→ Written instruction
Copy out every one of the records below word for word, leaving out the pictures.

→ Dataset excerpts
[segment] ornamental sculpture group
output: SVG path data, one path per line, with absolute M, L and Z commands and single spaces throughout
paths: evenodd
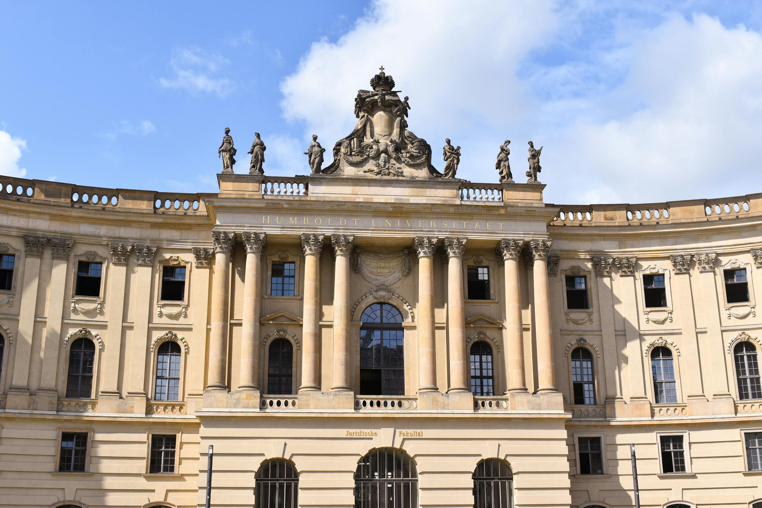
M 347 176 L 408 177 L 411 178 L 455 179 L 460 164 L 460 147 L 453 146 L 445 139 L 442 149 L 444 171 L 439 172 L 431 164 L 431 146 L 425 139 L 415 136 L 408 129 L 407 118 L 410 97 L 400 99 L 399 90 L 392 90 L 394 79 L 386 75 L 383 67 L 370 80 L 373 91 L 360 90 L 354 98 L 354 116 L 357 122 L 348 135 L 336 142 L 333 147 L 334 160 L 325 168 L 323 154 L 325 149 L 318 142 L 318 136 L 312 135 L 304 155 L 307 156 L 310 172 L 313 174 L 343 174 Z M 249 164 L 249 174 L 264 175 L 264 151 L 267 146 L 255 133 Z M 500 145 L 495 168 L 502 184 L 513 184 L 513 174 L 508 157 L 511 141 L 506 139 Z M 543 147 L 534 148 L 529 142 L 529 169 L 527 184 L 539 184 L 537 174 L 542 171 L 539 155 Z M 223 173 L 233 172 L 235 164 L 235 148 L 230 136 L 230 129 L 225 128 L 225 136 L 217 149 L 223 160 Z

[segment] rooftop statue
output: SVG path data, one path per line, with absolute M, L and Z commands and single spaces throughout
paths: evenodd
M 511 163 L 508 161 L 508 155 L 511 155 L 510 139 L 506 139 L 505 142 L 500 145 L 500 153 L 498 154 L 498 161 L 495 163 L 495 168 L 498 170 L 500 175 L 501 184 L 512 184 L 514 175 L 511 173 Z
M 225 128 L 225 136 L 223 136 L 223 144 L 217 149 L 217 157 L 223 158 L 223 173 L 232 173 L 235 159 L 235 147 L 233 146 L 233 138 L 230 136 L 230 127 Z
M 460 164 L 460 147 L 453 148 L 450 144 L 448 138 L 444 139 L 445 145 L 442 148 L 442 155 L 444 158 L 443 178 L 454 178 L 455 174 L 458 171 L 458 165 Z
M 527 184 L 539 184 L 539 181 L 537 180 L 537 174 L 543 171 L 543 168 L 539 165 L 539 154 L 543 152 L 543 147 L 540 146 L 539 150 L 534 149 L 534 143 L 531 141 L 529 142 L 529 157 L 527 160 L 529 161 L 529 171 L 527 171 L 527 176 L 529 177 L 529 180 L 527 181 Z
M 309 143 L 309 148 L 304 152 L 309 160 L 309 169 L 312 173 L 319 173 L 320 168 L 323 165 L 323 152 L 325 149 L 318 142 L 318 135 L 312 134 L 312 142 Z
M 248 153 L 251 154 L 251 163 L 248 167 L 249 174 L 264 174 L 262 171 L 262 164 L 264 163 L 264 151 L 267 147 L 264 145 L 264 142 L 259 137 L 259 133 L 255 133 L 257 136 L 251 143 L 251 149 Z
M 434 178 L 442 174 L 431 165 L 431 146 L 408 129 L 408 97 L 401 99 L 394 78 L 381 67 L 370 80 L 373 91 L 354 97 L 357 122 L 336 142 L 334 161 L 325 174 Z

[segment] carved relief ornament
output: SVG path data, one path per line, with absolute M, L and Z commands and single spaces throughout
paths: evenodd
M 448 236 L 444 238 L 444 250 L 447 253 L 447 257 L 463 257 L 463 252 L 466 251 L 466 242 L 467 238 L 462 238 L 455 236 Z
M 323 252 L 323 241 L 325 240 L 324 235 L 308 235 L 302 234 L 302 251 L 304 255 L 317 254 L 319 256 Z
M 267 244 L 267 233 L 255 233 L 250 231 L 245 231 L 241 233 L 241 239 L 243 241 L 246 254 L 261 254 L 264 251 L 264 248 Z

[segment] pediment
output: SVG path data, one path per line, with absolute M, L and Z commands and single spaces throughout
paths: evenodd
M 477 314 L 466 320 L 469 328 L 502 328 L 503 322 L 483 314 Z
M 262 324 L 302 324 L 302 318 L 299 316 L 295 316 L 290 312 L 286 311 L 278 311 L 277 312 L 273 312 L 272 314 L 268 314 L 261 319 L 259 322 Z

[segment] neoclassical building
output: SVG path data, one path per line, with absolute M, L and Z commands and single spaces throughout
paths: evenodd
M 213 446 L 218 507 L 632 506 L 634 443 L 642 506 L 760 508 L 762 194 L 472 184 L 371 85 L 309 176 L 0 176 L 0 506 L 203 506 Z

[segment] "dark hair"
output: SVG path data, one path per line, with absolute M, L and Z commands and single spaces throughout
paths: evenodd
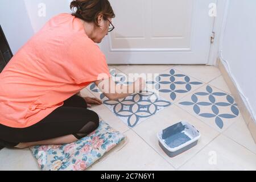
M 70 9 L 72 15 L 87 22 L 94 22 L 100 27 L 97 18 L 103 15 L 104 20 L 114 18 L 115 15 L 108 0 L 75 0 L 71 2 Z

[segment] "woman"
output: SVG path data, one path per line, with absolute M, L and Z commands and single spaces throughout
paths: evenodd
M 95 44 L 114 28 L 109 1 L 73 1 L 71 9 L 49 20 L 0 74 L 0 148 L 66 144 L 95 130 L 98 115 L 87 107 L 101 101 L 76 94 L 92 82 L 110 100 L 130 94 L 108 92 L 114 82 Z M 145 86 L 141 78 L 135 85 L 133 92 Z

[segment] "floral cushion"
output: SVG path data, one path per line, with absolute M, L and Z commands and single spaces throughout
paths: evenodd
M 76 142 L 30 149 L 43 171 L 83 171 L 125 138 L 102 121 L 96 130 Z

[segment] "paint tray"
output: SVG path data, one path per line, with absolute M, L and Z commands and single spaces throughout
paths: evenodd
M 173 158 L 197 144 L 199 131 L 187 122 L 180 122 L 158 134 L 159 145 L 170 157 Z

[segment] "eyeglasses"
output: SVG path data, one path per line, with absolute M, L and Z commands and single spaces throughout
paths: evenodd
M 108 19 L 107 19 L 107 20 L 108 20 L 108 21 L 109 22 L 109 23 L 110 23 L 110 24 L 109 24 L 109 32 L 110 32 L 115 28 L 115 27 L 114 27 L 112 23 L 111 23 L 111 22 Z

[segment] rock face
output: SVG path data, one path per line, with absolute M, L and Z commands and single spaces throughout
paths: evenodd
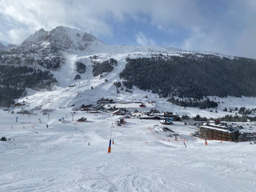
M 67 52 L 91 51 L 107 45 L 89 33 L 60 26 L 50 31 L 43 28 L 26 39 L 16 51 Z
M 12 49 L 13 48 L 17 46 L 16 45 L 13 45 L 12 44 L 9 44 L 7 46 L 5 46 L 1 42 L 0 42 L 0 51 L 9 51 Z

→ Output of the exercise
[segment] ornamental sculpture group
output: SVG path data, one path per line, with absolute M, L and Z commands and single spaces throughout
paths: evenodd
M 347 176 L 408 177 L 411 178 L 455 179 L 460 164 L 460 147 L 453 146 L 445 139 L 442 149 L 444 171 L 439 172 L 431 164 L 431 146 L 425 139 L 415 136 L 408 129 L 407 118 L 410 97 L 400 99 L 399 90 L 392 90 L 394 79 L 386 75 L 383 67 L 370 80 L 373 91 L 360 90 L 354 98 L 354 116 L 357 122 L 348 135 L 336 142 L 333 147 L 334 160 L 325 168 L 323 154 L 325 149 L 318 142 L 318 136 L 312 135 L 304 155 L 307 156 L 310 172 L 313 174 L 343 174 Z M 249 164 L 249 174 L 264 175 L 264 151 L 267 146 L 255 133 Z M 500 145 L 495 168 L 502 184 L 513 184 L 513 174 L 508 157 L 511 141 L 506 139 Z M 543 147 L 534 148 L 529 142 L 529 169 L 527 184 L 539 184 L 537 174 L 542 171 L 539 155 Z M 223 173 L 233 172 L 235 164 L 235 148 L 230 136 L 230 129 L 225 128 L 225 136 L 217 149 L 223 160 Z

[segment] rooftop statue
output: SVG path data, one path per line, with absolute M, L and Z commands and single spaces throughout
paths: evenodd
M 511 163 L 508 161 L 508 155 L 511 155 L 510 139 L 506 139 L 505 142 L 500 145 L 500 153 L 498 154 L 498 161 L 495 163 L 495 168 L 498 170 L 500 175 L 501 184 L 512 184 L 514 175 L 511 173 Z
M 225 128 L 225 136 L 223 136 L 223 144 L 217 149 L 217 157 L 223 158 L 223 173 L 232 173 L 235 159 L 235 147 L 233 146 L 233 138 L 230 136 L 230 127 Z
M 460 164 L 460 147 L 453 148 L 450 144 L 448 138 L 444 139 L 445 145 L 442 148 L 442 155 L 444 158 L 443 178 L 454 178 L 455 174 L 458 171 L 458 165 Z
M 527 184 L 539 184 L 539 181 L 537 180 L 537 174 L 543 171 L 543 168 L 539 165 L 539 154 L 543 152 L 543 147 L 540 146 L 539 150 L 534 149 L 534 143 L 531 141 L 529 142 L 529 157 L 527 160 L 529 161 L 529 171 L 527 171 L 527 176 L 529 177 L 529 180 L 527 181 Z
M 309 143 L 309 148 L 304 152 L 309 160 L 309 169 L 312 173 L 319 173 L 320 168 L 323 165 L 323 152 L 325 149 L 318 142 L 318 135 L 312 134 L 312 142 Z
M 248 153 L 251 154 L 251 163 L 248 167 L 249 174 L 264 174 L 262 171 L 262 164 L 264 163 L 264 151 L 267 147 L 264 145 L 264 142 L 259 137 L 259 133 L 255 133 L 257 136 L 251 143 L 251 149 Z
M 434 178 L 442 174 L 431 165 L 431 146 L 408 129 L 408 97 L 401 99 L 394 78 L 381 67 L 370 80 L 373 91 L 354 97 L 357 122 L 336 142 L 334 161 L 325 174 Z

[segment] carved relief ornament
output: SVG path data, one path per line, with absolute M, L and Z commands and single spaces throughout
paths: evenodd
M 448 236 L 444 238 L 444 250 L 447 253 L 447 257 L 463 257 L 463 252 L 466 251 L 466 242 L 467 238 L 462 238 L 455 236 Z
M 323 252 L 323 241 L 325 240 L 324 235 L 308 235 L 302 234 L 302 251 L 304 255 L 317 254 L 319 256 Z
M 267 244 L 267 233 L 255 233 L 250 231 L 245 231 L 241 233 L 241 239 L 243 241 L 246 254 L 261 254 L 264 251 L 264 248 Z

[segment] pediment
output: SVG path data, one path per line, with absolute M, L and Z commands and single spaces throughout
paths: evenodd
M 477 314 L 466 320 L 469 328 L 502 328 L 503 322 L 483 314 Z
M 262 324 L 302 324 L 302 318 L 299 316 L 295 316 L 290 312 L 286 311 L 278 311 L 277 312 L 273 312 L 272 314 L 268 314 L 261 319 L 259 322 Z

[segment] neoclassical building
output: SVG path data, one path per line, with absolute M, L and Z commands and single spaces throughout
paths: evenodd
M 213 446 L 218 507 L 632 506 L 634 443 L 642 506 L 760 508 L 762 194 L 472 184 L 371 85 L 309 176 L 0 176 L 0 506 L 203 506 Z

[segment] "dark hair"
output: SVG path data, one path per line, with absolute M, L and Z commands and single spaces throughout
paths: evenodd
M 70 9 L 72 15 L 87 22 L 94 22 L 100 27 L 97 18 L 103 15 L 104 20 L 114 18 L 115 15 L 108 0 L 75 0 L 71 2 Z

[segment] "woman"
output: SVG path data, one path per line, with absolute M, L and Z commands and single spaces throughout
paths: evenodd
M 95 44 L 114 28 L 109 1 L 73 1 L 71 9 L 49 20 L 0 74 L 0 148 L 66 144 L 95 130 L 98 115 L 87 107 L 101 101 L 76 94 L 92 82 L 110 100 L 130 94 L 108 92 L 114 82 Z M 145 86 L 141 78 L 135 85 L 133 92 Z

[segment] "floral cushion"
output: SVG path data, one path per line, with absolute M, L and Z commands and single spaces throughout
paths: evenodd
M 76 142 L 30 149 L 43 171 L 83 171 L 125 138 L 102 121 L 96 130 Z

[segment] "paint tray"
output: SVG path data, one path per line, with absolute M, L and Z commands and single spaces throughout
paths: evenodd
M 173 158 L 197 144 L 199 131 L 187 122 L 180 122 L 158 134 L 159 145 L 170 157 Z

[segment] "eyeglasses"
output: SVG path data, one path per line, with absolute M, L and Z commands and single spaces throughout
paths: evenodd
M 108 19 L 107 19 L 107 20 L 108 20 L 108 21 L 109 22 L 109 23 L 110 23 L 110 24 L 109 24 L 109 32 L 110 32 L 115 28 L 115 27 L 114 27 L 112 23 L 111 23 L 111 22 Z

[segment] rock face
output: SVG path data, one path per line, with absolute M, L and Z commands and single spaces throughout
paths: evenodd
M 67 52 L 91 51 L 107 45 L 89 33 L 60 26 L 50 31 L 43 28 L 26 39 L 16 51 Z
M 12 49 L 13 48 L 17 46 L 16 45 L 13 45 L 12 44 L 9 44 L 7 46 L 5 46 L 1 42 L 0 42 L 0 51 L 9 51 Z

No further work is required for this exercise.